Your task is to reproduce the entries below word for word.
--- Start of Data records ---
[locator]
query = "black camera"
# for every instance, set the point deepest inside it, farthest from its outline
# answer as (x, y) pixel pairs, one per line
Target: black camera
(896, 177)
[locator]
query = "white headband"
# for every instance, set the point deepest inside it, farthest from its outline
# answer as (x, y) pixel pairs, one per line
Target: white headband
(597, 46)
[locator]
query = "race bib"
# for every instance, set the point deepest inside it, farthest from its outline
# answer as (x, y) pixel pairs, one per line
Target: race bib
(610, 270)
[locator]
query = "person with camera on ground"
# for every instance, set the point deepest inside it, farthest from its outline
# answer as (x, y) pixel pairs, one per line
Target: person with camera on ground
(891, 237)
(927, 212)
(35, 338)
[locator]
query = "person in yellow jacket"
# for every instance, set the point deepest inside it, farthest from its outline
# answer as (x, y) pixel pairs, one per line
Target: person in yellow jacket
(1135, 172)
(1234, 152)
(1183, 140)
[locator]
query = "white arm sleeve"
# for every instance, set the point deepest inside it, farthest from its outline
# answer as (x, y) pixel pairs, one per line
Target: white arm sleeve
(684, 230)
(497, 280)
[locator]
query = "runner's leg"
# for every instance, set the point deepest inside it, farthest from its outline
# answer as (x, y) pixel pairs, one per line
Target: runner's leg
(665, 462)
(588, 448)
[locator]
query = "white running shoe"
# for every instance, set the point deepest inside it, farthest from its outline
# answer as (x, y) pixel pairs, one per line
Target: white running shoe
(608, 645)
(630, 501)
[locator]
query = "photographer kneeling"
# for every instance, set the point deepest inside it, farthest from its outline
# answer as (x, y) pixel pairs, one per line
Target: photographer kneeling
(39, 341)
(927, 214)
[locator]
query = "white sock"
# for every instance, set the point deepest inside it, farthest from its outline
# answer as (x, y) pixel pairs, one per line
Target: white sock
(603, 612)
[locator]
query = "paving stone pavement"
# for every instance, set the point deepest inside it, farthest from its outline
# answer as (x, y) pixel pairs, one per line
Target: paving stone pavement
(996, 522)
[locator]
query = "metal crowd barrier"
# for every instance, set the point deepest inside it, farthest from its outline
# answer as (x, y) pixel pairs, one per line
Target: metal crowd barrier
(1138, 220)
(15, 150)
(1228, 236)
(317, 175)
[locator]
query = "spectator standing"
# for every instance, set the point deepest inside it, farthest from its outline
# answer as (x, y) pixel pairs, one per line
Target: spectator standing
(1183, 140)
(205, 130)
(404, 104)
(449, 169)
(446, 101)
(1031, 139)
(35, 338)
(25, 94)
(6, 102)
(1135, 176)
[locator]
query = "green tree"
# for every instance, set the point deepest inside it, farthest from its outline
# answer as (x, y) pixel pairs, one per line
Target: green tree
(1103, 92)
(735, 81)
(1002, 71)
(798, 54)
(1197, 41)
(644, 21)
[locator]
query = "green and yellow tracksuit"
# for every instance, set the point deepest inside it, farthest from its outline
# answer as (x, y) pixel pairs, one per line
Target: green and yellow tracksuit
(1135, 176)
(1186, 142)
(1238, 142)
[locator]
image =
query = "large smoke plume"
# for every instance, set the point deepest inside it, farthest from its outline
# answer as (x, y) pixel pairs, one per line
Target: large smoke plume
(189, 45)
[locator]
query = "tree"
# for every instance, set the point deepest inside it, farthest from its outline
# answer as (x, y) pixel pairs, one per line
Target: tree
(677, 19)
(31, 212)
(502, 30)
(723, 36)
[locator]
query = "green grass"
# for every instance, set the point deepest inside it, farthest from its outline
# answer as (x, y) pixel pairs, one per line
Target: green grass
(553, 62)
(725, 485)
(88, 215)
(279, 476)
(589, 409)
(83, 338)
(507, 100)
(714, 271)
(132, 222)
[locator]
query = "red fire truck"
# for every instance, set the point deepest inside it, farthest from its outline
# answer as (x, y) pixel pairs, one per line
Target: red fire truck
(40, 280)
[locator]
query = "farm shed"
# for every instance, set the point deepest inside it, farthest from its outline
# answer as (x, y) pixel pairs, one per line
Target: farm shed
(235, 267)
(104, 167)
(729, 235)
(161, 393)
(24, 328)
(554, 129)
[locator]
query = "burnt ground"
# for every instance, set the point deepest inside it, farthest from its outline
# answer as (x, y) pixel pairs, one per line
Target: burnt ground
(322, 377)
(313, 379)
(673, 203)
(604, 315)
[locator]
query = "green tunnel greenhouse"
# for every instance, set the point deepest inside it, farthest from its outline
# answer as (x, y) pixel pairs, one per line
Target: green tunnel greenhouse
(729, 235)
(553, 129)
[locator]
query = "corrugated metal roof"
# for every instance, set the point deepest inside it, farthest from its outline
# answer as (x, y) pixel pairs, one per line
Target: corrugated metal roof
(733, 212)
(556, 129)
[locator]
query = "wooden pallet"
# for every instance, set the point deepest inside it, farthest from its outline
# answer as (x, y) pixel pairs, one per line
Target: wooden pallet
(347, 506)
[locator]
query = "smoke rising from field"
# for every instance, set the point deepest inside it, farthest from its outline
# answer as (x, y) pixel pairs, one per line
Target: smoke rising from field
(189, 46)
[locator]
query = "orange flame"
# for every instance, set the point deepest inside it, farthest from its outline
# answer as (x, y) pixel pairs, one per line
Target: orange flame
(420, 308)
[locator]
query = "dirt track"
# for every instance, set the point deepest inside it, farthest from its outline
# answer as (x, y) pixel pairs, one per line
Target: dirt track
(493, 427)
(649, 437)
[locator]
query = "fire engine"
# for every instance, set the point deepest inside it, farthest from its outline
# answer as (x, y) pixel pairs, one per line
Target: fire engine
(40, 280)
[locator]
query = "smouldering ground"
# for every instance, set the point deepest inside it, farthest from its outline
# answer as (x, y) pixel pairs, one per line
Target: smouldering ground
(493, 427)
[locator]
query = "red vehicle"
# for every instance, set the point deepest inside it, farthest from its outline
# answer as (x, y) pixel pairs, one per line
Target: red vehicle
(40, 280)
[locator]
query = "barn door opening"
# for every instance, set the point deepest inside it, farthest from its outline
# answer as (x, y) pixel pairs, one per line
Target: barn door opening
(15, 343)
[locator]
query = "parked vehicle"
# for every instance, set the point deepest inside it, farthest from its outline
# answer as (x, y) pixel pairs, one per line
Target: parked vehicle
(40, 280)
--- End of Data records ---
| Final result |
[locator]
query = "black camera"
# for every instance, set the point deepest inside it, farthest from its outline
# answer as (x, y) pixel pairs, one per line
Target: black camera
(896, 177)
[locator]
query = "white headband"
# for every instance, set the point deepest inside it, farthest from its outline
# answer as (x, y) pixel pairs, one per line
Target: white headband
(597, 46)
[locator]
query = "race bib"
# for every instance, set the point deepest inside it, farthest from its outline
# answer as (x, y) pixel pairs, one per line
Target: race bib
(610, 270)
[locator]
query = "person with camera on ground"
# for every instance, set the point deepest inside it, farthest from its outline
# answer as (x, y) pixel pairs, one per line
Target: person with camera on ground
(891, 237)
(927, 212)
(35, 338)
[locator]
query = "person in yellow jacket"
# for every instance, set the point deepest inside it, farthest from its outline
# answer as (x, y) pixel pairs, one per line
Target: person in yellow jacket
(1135, 172)
(1234, 152)
(1183, 140)
[locator]
query = "white arm sleeve"
# for every instance, set the point deepest inside it, farthest from its outline
# answer as (x, y) pixel pairs, one per line
Target: white arm sleeve
(684, 230)
(497, 280)
[locator]
query = "runner's leg"
# for every instance, set the point deepest inside it, farthest from its outline
# answer as (x, y) pixel pairs, one per line
Target: runner's leg
(665, 462)
(588, 448)
[locator]
query = "white running shoe"
# for every instance, set the point deepest inside it, farthest from its outline
# answer as (x, y) pixel pairs, one per line
Target: white running shoe
(608, 645)
(630, 501)
[locator]
query = "photographer kneeling"
# for every instance, set the point deepest inside it, farthest from its outline
# answer as (x, y) pixel pairs, one per line
Target: photographer kneeling
(39, 341)
(927, 214)
[locator]
query = "white sock"
# for every instance, set the point deepest inside it, farthest from its outline
# answer as (x, y) pixel pairs, one per line
Target: white sock
(603, 612)
[locator]
query = "paving stone pavement"
# for every instance, set the point deepest inside it, farthest from its outline
# answer as (x, y) pixel pairs, one per line
Target: paving stone pavement
(996, 522)
[locator]
query = "metal crowd barrier"
# for every instance, set the point deepest inside it, farthest from its outline
# answer as (x, y) pixel pairs, one per line
Target: metal crowd barrier
(1138, 220)
(15, 150)
(1228, 236)
(317, 175)
[locator]
query = "spectator standing"
# for every instance, set the point deepest inside it, farthest from its outline
# answer as (x, y) pixel pairs, one per line
Target: spectator standing
(1183, 140)
(205, 130)
(404, 104)
(449, 169)
(446, 101)
(1031, 139)
(35, 338)
(25, 94)
(6, 102)
(1135, 176)
[locator]
query = "green tree"
# for every instance, set the point deepest inside it, farthest from its outline
# answer as (x, y) pixel pairs, one per line
Target: green tree
(1103, 92)
(735, 81)
(1002, 71)
(798, 54)
(1197, 41)
(644, 21)
[locator]
query = "green and yellow tracksuit"
# for every instance, set the point deepest inside it, farthest from its outline
# answer as (x, y) pixel pairs, one per line
Target: green and yellow tracksuit
(1135, 176)
(1186, 142)
(1238, 142)
[locator]
image =
query = "large smoke plume"
# for every instance, set the point deepest inside it, farthest from its outline
# answer as (x, y) pixel pairs, one per line
Target: large smoke plume
(189, 45)
[locator]
query = "tree"
# for every instance, set the point deepest inside it, farthest from its outline
# answer as (x, y) pixel pairs, one per line
Target: tree
(677, 19)
(31, 212)
(502, 30)
(723, 36)
[locator]
query = "green grass"
# for every instance, set the point deepest inside it, farthest from its outline
# answer as (x, y) pixel pairs, one per line
Target: green grass
(553, 62)
(725, 485)
(88, 215)
(279, 476)
(589, 409)
(83, 338)
(507, 100)
(714, 271)
(132, 222)
[locator]
query = "red fire truck"
# for every instance, set the point deepest inside it, farthest from its outline
# answer as (x, y) pixel pairs, one per line
Target: red fire truck
(40, 280)
[locator]
query = "farm shed"
# for every instance, set the point deepest inside it, farthest from its outline
# answer as (x, y) pixel pairs, one per line
Target: farm shed
(235, 267)
(104, 167)
(729, 235)
(161, 393)
(24, 328)
(554, 129)
[locator]
query = "burnt ground"
# for every instance, set the point deepest inside it, farthest from its outline
# answer as (x, y) pixel pairs, one per line
Target: burnt ground
(322, 377)
(313, 379)
(673, 203)
(604, 315)
[locator]
query = "green tunnel greenhouse"
# for every instance, set the point deepest inside it, farthest from its outline
# answer as (x, y) pixel pairs, one per line
Target: green tunnel greenhouse
(729, 235)
(553, 129)
[locator]
query = "corrugated metal roof"
# for every instance, set the point deepest inside it, farthest from its outline
# answer as (x, y) pixel pairs, one per line
Target: corrugated metal roof
(733, 212)
(556, 129)
[locator]
query = "wooden pallet"
# for every instance, set the point deepest inside it, farthest from its outline
# answer as (x, y) pixel pairs, one per line
Target: wooden pallet
(347, 506)
[locator]
query = "smoke rising from field"
# for every instance, set the point deepest inside it, farthest from its outline
# answer as (x, y) pixel pairs, one per line
Target: smoke rising from field
(189, 46)
[locator]
query = "orange flame"
# for every instance, set the point deepest inside it, farthest from its outline
# answer as (x, y) pixel pairs, one per line
Target: orange flame
(420, 308)
[locator]
query = "dirt track"
# for every instance, set the point deepest inside it, farthest from its outline
# answer as (x, y) pixel pairs, one per line
Target: dirt track
(493, 427)
(649, 437)
[locator]
query = "fire engine"
# for every instance, set the point deepest inside it, farthest from its outline
# answer as (x, y) pixel pairs, one per line
Target: fire engine
(40, 280)
[locator]
query = "smouldering ground"
# for every instance, set the point deepest inside it, farthest from its outline
# answer as (x, y) pixel pairs, one per line
Target: smouldering ground
(493, 427)
[locator]
query = "red vehicle"
# for every instance, set the point deepest inside it, farthest from its outline
# answer as (x, y) pixel pairs, one per line
Target: red vehicle
(40, 280)
[locator]
query = "barn door opening"
# for every instance, set the point deepest inside it, farthest from its outline
# answer as (x, y) pixel pairs, one per line
Target: barn door opening
(15, 343)
[locator]
query = "parked vehicle"
# for every instance, set the point deepest inside it, farthest from its outline
# answer as (x, y) pixel pairs, one per line
Target: parked vehicle
(40, 280)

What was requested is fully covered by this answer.